Given problem a:
List every Bible citation that the passage on divorce and marriage gives with both a book name and chapter-and-verse numbers.

Document:
==*==
In the final analysis, God permits divorce in regards to infidelity; and even in that, divorce should be the last resort if all other options have been exhausted, and no reconciliation can be made. The writer realizes that that is not the route that most will take if they have been betrayed in their marriage. They’ll want a divorce and they have the biblical right to make that choice.

Those that fit this category who are Christians are allowed to remarry in the Lord; that is you MUST marry a believer (I Corinthians 7:39).

                                                A believing and non believing spouse

There are instances were you have people get married and they’re both unbelievers. However, over time one becomes born again after hearing the truth of the gospel and the other remains unsaved. What do we do in these instances? Fortunately, the bible provides the answers.

In I Corinthians 7:12-16 it reads, “If any brother has a wife who does not believe, if she is willing to live with him, let him not divorce her. And a woman who has a husband who does not believe, if he is willing to live with her, let her not divorce him. For the unbelieving husband is sanctified by the wife, and the unbelieving wife is sanctified by the husband; otherwise your children would be unclean, but now they are holy. But if the unbeliever departs, let them depart; brother or sister is not under bondage in such cases. But God has called us to peace. For how do you know, O wife, whether you will save your husband? Or how do know, O husband, whether you will save your wife?”

These are straight forward answers to these marriage dilemmas. I will try my best to provide sensible commentary on the aforementioned verses.

Summing up the matter, the onus is on the believing spouse to be a witness to their unsaved partner so that they may hopefully one day turn to the Lord in true repentance and faith and be saved as they are. There are of course no guarantees because the unbelieving spouse may refuse the invitations to repent and may become so exacerbated by their spouse’s radical transformation lifestyle, their love turns cold due to the darkness in them vs. the light in their spouse and decide they want to dissolve the union. You have what I call a spiritual indifference or you become unequally yoked by default. God grants the divorce in such cases for the sake of peace he’s called us to (vs. 15).

The unfortunate result for the unbelieving spouse is that the sanctification they unknowingly enjoyed because of the saving grace that rested on and in the believer has been removed, and now they are in complete and total spiritual darkness; whereas the scenario for the believer is much better, they’re no longer bound to the union. They’re free to marry again, but only in the Lord (vs. 39). You must not be unequally yoked (II Corinthians 6:14-17).

On the flip side, there are occasions where a non believer wishes to remain with their mate because they loved them before they believed, and may even love them more because they’re saved and are endeavoring to please God by pursuing holy living although they have no desire to pursue God themselves. The unbeliever realizes that they’re blessed because of their spouse who loves God and faithfully serves Him; the peace of God is resting on that house for the sake of the believing spouse. The word of God tells us to stay with your spouse. What greater evangelistic prospect can you have than your own spouse who loves you and is willing to listen to you? Your chances are greater to lead them to eternal life in Christ because of the saturation of the grace of God that’s resting on your life. Pray that God the Father will draw them to the Son (John 6:44).
==*==
Given problem b:
Rewrite the records starting at the line containing "Category: rolling hill" and ending at the last line of the records, putting "placed on" in place of "set on" and leaving everything else the same. Give only those lines.
==*==
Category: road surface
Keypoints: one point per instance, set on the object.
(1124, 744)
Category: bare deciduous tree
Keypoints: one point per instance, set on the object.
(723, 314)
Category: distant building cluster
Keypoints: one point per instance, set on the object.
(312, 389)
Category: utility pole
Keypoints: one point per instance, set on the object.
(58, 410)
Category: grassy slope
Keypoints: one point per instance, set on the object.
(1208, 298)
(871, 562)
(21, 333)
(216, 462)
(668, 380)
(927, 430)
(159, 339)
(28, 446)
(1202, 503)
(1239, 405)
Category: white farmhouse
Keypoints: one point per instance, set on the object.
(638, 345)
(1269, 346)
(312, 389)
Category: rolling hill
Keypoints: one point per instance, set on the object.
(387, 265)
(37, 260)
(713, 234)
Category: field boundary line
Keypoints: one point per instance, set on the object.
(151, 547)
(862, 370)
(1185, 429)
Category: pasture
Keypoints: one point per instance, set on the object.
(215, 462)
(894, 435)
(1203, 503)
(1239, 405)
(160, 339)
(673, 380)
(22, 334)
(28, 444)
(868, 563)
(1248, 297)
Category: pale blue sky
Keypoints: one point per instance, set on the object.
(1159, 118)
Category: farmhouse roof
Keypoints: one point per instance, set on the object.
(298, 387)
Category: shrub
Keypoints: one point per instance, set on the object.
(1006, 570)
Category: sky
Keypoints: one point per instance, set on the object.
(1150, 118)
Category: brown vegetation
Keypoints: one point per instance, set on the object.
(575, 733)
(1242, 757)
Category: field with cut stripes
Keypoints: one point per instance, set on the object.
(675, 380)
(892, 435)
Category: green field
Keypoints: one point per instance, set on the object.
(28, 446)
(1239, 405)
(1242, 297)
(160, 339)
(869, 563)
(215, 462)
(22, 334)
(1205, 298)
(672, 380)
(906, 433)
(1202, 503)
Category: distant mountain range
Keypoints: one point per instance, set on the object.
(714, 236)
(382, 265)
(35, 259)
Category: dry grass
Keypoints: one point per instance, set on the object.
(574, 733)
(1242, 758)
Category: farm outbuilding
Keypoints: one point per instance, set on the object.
==*==
Correct answer a:
I Corinthians 7:39
I Corinthians 7:12-16
II Corinthians 6:14-17
John 6:44

Correct answer b:
Category: rolling hill
Keypoints: one point per instance, placed on the object.
(387, 265)
(37, 260)
(713, 234)
Category: field boundary line
Keypoints: one point per instance, placed on the object.
(151, 547)
(862, 370)
(1185, 429)
Category: pasture
Keypoints: one point per instance, placed on the object.
(215, 462)
(894, 435)
(1203, 503)
(1239, 405)
(160, 339)
(673, 380)
(22, 334)
(28, 444)
(868, 563)
(1248, 297)
Category: pale blue sky
Keypoints: one point per instance, placed on the object.
(1159, 118)
Category: farmhouse roof
Keypoints: one point per instance, placed on the object.
(298, 387)
Category: shrub
Keypoints: one point per instance, placed on the object.
(1006, 570)
Category: sky
Keypoints: one point per instance, placed on the object.
(1150, 118)
Category: brown vegetation
Keypoints: one point per instance, placed on the object.
(575, 733)
(1242, 757)
Category: field with cut stripes
Keypoints: one point per instance, placed on the object.
(675, 380)
(892, 435)
Category: green field
Keypoints: one point per instance, placed on the object.
(28, 446)
(1239, 405)
(1242, 297)
(160, 339)
(869, 563)
(215, 462)
(22, 334)
(1205, 298)
(672, 380)
(906, 433)
(1202, 503)
Category: distant mountain range
Keypoints: one point per instance, placed on the object.
(714, 236)
(382, 265)
(35, 259)
Category: dry grass
Keypoints: one point per instance, placed on the object.
(574, 733)
(1242, 758)
Category: farm outbuilding
Keypoints: one point per instance, placed on the object.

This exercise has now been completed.